**PROBLEM DETAILS:** A verbatim reproduction of all the entries is needed.

(DATA FOR THIS TASK Opens)

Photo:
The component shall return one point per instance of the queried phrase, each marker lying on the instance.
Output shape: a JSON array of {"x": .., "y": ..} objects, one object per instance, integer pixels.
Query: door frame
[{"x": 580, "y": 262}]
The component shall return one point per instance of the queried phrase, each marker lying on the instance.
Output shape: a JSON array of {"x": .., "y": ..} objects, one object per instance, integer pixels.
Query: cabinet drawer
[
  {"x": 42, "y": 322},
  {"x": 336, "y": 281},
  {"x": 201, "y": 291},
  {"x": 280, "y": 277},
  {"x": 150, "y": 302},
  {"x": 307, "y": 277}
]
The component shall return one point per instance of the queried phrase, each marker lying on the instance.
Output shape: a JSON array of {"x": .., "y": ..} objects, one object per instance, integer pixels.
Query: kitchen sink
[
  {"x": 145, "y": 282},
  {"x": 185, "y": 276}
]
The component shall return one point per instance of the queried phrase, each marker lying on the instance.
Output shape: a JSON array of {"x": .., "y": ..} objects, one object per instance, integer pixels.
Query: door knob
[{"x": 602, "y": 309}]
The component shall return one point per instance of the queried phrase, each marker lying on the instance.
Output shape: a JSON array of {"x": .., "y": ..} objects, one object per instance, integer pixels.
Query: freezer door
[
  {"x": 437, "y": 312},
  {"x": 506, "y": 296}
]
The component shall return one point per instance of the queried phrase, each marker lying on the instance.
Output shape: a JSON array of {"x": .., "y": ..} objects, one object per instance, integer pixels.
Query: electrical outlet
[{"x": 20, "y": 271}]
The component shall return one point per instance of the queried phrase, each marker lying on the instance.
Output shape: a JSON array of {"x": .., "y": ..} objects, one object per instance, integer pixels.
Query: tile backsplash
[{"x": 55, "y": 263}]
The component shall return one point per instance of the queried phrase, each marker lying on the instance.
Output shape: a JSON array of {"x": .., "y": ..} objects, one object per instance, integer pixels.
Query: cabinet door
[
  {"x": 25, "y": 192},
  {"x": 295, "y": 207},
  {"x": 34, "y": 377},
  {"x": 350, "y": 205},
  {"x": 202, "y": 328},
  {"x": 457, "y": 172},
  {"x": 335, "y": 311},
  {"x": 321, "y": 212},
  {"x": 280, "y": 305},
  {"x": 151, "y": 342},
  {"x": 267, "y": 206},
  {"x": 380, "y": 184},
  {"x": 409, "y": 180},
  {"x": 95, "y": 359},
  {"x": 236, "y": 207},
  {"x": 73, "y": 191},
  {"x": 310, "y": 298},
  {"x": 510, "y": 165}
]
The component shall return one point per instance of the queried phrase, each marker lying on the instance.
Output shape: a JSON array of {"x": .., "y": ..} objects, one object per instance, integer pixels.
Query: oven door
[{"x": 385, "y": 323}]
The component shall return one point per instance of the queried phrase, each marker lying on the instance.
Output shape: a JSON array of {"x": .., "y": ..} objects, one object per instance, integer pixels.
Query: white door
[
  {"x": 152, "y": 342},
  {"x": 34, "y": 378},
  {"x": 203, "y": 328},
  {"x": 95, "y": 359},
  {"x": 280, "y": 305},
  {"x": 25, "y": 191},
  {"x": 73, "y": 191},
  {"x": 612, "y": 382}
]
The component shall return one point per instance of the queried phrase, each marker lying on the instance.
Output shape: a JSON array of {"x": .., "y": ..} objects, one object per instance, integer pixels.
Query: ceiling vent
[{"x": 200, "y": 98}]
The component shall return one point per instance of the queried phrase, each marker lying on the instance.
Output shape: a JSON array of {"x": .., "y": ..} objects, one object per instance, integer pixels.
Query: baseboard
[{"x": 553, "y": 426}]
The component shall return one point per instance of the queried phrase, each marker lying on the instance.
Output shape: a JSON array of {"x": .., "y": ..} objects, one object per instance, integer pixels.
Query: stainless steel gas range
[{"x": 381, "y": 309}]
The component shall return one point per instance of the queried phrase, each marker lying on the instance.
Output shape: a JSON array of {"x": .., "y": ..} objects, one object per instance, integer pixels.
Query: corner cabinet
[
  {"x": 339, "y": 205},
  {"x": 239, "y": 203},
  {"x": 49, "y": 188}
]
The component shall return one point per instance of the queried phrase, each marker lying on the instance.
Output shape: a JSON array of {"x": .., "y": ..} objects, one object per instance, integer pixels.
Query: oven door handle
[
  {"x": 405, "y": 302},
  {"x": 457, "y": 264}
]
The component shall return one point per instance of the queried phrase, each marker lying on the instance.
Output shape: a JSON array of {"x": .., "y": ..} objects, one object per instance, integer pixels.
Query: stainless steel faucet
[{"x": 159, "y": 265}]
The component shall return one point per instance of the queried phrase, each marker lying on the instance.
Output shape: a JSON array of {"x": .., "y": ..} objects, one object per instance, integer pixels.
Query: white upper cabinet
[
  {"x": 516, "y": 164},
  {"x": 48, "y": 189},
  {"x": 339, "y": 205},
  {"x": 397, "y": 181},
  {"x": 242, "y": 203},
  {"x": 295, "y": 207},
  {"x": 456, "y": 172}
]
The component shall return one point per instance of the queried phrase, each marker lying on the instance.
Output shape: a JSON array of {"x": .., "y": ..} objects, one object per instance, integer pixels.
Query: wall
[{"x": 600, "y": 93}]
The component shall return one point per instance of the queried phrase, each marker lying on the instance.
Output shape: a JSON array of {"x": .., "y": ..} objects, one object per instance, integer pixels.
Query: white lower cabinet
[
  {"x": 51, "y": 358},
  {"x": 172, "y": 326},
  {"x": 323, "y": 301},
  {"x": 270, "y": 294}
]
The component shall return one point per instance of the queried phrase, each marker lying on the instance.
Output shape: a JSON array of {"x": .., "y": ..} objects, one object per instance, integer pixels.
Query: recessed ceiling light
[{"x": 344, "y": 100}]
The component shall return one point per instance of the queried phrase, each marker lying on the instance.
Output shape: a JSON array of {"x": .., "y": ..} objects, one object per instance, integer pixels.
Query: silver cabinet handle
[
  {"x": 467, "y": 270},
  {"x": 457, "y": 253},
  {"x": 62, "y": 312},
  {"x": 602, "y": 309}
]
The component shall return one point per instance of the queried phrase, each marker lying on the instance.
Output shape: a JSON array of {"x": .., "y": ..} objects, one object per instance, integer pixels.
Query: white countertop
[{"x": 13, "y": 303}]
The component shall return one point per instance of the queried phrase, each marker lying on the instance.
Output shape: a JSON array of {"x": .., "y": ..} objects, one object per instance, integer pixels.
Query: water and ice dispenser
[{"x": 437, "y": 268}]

(DATA FOR THIS TASK Closes)

**EXERCISE RESPONSE:**
Photo:
The component shall return one point per instance of the queried phrase, each marker lying on the instance.
Output shape: a JSON array of {"x": .., "y": ..} objects, one object per instance, integer pixels.
Query: door frame
[{"x": 580, "y": 262}]
The component shall return one point per instance of the queried phrase, each marker lying on the instance.
Output shape: a JSON array of {"x": .., "y": ..} objects, one object per instance, integer pixels.
Query: cabinet drawer
[
  {"x": 42, "y": 322},
  {"x": 336, "y": 281},
  {"x": 201, "y": 291},
  {"x": 280, "y": 277},
  {"x": 150, "y": 302},
  {"x": 307, "y": 277}
]
The component shall return one point per instance of the queried phrase, each marker lying on the instance.
Output shape: a JSON array of {"x": .., "y": ..} objects, one object per instance, integer pixels.
Query: kitchen sink
[
  {"x": 145, "y": 282},
  {"x": 185, "y": 276}
]
The component shall return one point per instance of the queried phrase, each marker lying on the instance.
Output shape: a JSON array of {"x": .., "y": ..} objects, one object per instance, integer pixels.
Query: door knob
[{"x": 602, "y": 309}]
The component shall return one point per instance of the queried phrase, each marker lying on the instance.
Output shape: a JSON array of {"x": .., "y": ..} objects, one object per instance, integer pixels.
Query: freezer door
[
  {"x": 437, "y": 312},
  {"x": 506, "y": 296}
]
The component shall return one point per instance of the queried phrase, each marker lying on the instance.
Output shape: a JSON array of {"x": .., "y": ..} objects, one object per instance, integer pixels.
Query: electrical outlet
[{"x": 20, "y": 271}]
The component shall return one point per instance of the queried phrase, each marker lying on the instance.
Output shape: a JSON array of {"x": .., "y": ..} objects, one object per instance, integer pixels.
Query: tile backsplash
[{"x": 55, "y": 263}]
The component shall return one point per instance of the queried phrase, each marker lying on the instance.
Output shape: a JSON array of {"x": .., "y": ..} objects, one object per instance, integer pixels.
Query: cabinet door
[
  {"x": 25, "y": 192},
  {"x": 295, "y": 207},
  {"x": 34, "y": 377},
  {"x": 350, "y": 205},
  {"x": 202, "y": 328},
  {"x": 457, "y": 172},
  {"x": 335, "y": 311},
  {"x": 321, "y": 212},
  {"x": 280, "y": 305},
  {"x": 151, "y": 342},
  {"x": 267, "y": 206},
  {"x": 380, "y": 184},
  {"x": 409, "y": 180},
  {"x": 95, "y": 359},
  {"x": 236, "y": 207},
  {"x": 73, "y": 191},
  {"x": 310, "y": 298},
  {"x": 510, "y": 165}
]
The component shall return one point per instance of the queried phrase, each marker lying on the instance.
Output shape: a JSON array of {"x": .., "y": ..} objects, one object per instance, integer pixels.
Query: oven door
[{"x": 385, "y": 323}]
The component shall return one point per instance of the queried phrase, each marker lying on the instance.
Output shape: a JSON array of {"x": .., "y": ..} objects, one object per instance, integer pixels.
Query: white door
[
  {"x": 152, "y": 342},
  {"x": 34, "y": 378},
  {"x": 203, "y": 328},
  {"x": 95, "y": 359},
  {"x": 280, "y": 305},
  {"x": 25, "y": 191},
  {"x": 73, "y": 191},
  {"x": 612, "y": 382}
]
The component shall return one point per instance of the queried phrase, each marker lying on the instance.
Output shape: a JSON array of {"x": .., "y": ..} objects, one object per instance, integer pixels.
Query: ceiling vent
[{"x": 200, "y": 98}]
The component shall return one point per instance of the queried phrase, each marker lying on the instance.
Output shape: a JSON array of {"x": .., "y": ..} objects, one object per instance, integer pixels.
Query: baseboard
[{"x": 553, "y": 426}]
The component shall return one point per instance of the queried phrase, each marker lying on the instance.
Output shape: a JSON array of {"x": .., "y": ..} objects, one object per instance, integer pixels.
Query: stainless steel gas range
[{"x": 381, "y": 309}]
The component shall return one point per instance of the queried phrase, each marker lying on the instance.
Output shape: a JSON array of {"x": .., "y": ..} objects, one object per instance, integer pixels.
Query: corner cabinet
[
  {"x": 339, "y": 205},
  {"x": 239, "y": 203},
  {"x": 49, "y": 188}
]
The component shall return one point per instance of the queried phrase, each marker lying on the instance.
Output shape: a JSON array of {"x": .., "y": ..} objects, one object per instance, integer pixels.
Query: oven door handle
[
  {"x": 405, "y": 302},
  {"x": 457, "y": 264}
]
The component shall return one point per instance of the queried phrase, each marker lying on the instance.
Output shape: a JSON array of {"x": .., "y": ..} objects, one object per instance, integer pixels.
Query: stainless steel faucet
[{"x": 159, "y": 265}]
The component shall return one point per instance of the queried phrase, each marker lying on the instance.
Output shape: a JSON array of {"x": .., "y": ..} objects, one object per instance, integer pixels.
Query: white upper cabinet
[
  {"x": 516, "y": 164},
  {"x": 48, "y": 189},
  {"x": 339, "y": 205},
  {"x": 397, "y": 181},
  {"x": 242, "y": 203},
  {"x": 295, "y": 207},
  {"x": 456, "y": 172}
]
The component shall return one point per instance of the queried phrase, each marker lying on the instance.
Output shape: a JSON array of {"x": .., "y": ..} objects, one object per instance, integer pixels.
Query: wall
[{"x": 600, "y": 93}]
The component shall return one point per instance of the queried phrase, each marker lying on the instance.
Output shape: a JSON array of {"x": .., "y": ..} objects, one object per instance, integer pixels.
Query: white lower cabinet
[
  {"x": 51, "y": 358},
  {"x": 172, "y": 326},
  {"x": 323, "y": 301},
  {"x": 270, "y": 294}
]
The component shall return one point per instance of the queried phrase, each marker lying on the instance.
Output shape: a JSON array of {"x": .., "y": ..} objects, one object per instance, integer pixels.
Query: recessed ceiling light
[{"x": 344, "y": 100}]
The component shall return one point per instance of the queried phrase, each marker lying on the instance.
Output shape: a JSON array of {"x": .., "y": ..} objects, one object per instance, integer pixels.
Query: silver cabinet handle
[
  {"x": 467, "y": 270},
  {"x": 457, "y": 253},
  {"x": 62, "y": 312},
  {"x": 602, "y": 309}
]
The component shall return one point per instance of the queried phrase, each marker lying on the instance.
Output shape: a JSON array of {"x": .., "y": ..} objects, one object per instance, integer pixels.
Query: white countertop
[{"x": 13, "y": 303}]
The component shall return one point per instance of the queried phrase, each marker lying on the instance.
Output shape: a JSON array of {"x": .., "y": ..} objects, one object per instance, integer pixels.
Query: water and ice dispenser
[{"x": 437, "y": 268}]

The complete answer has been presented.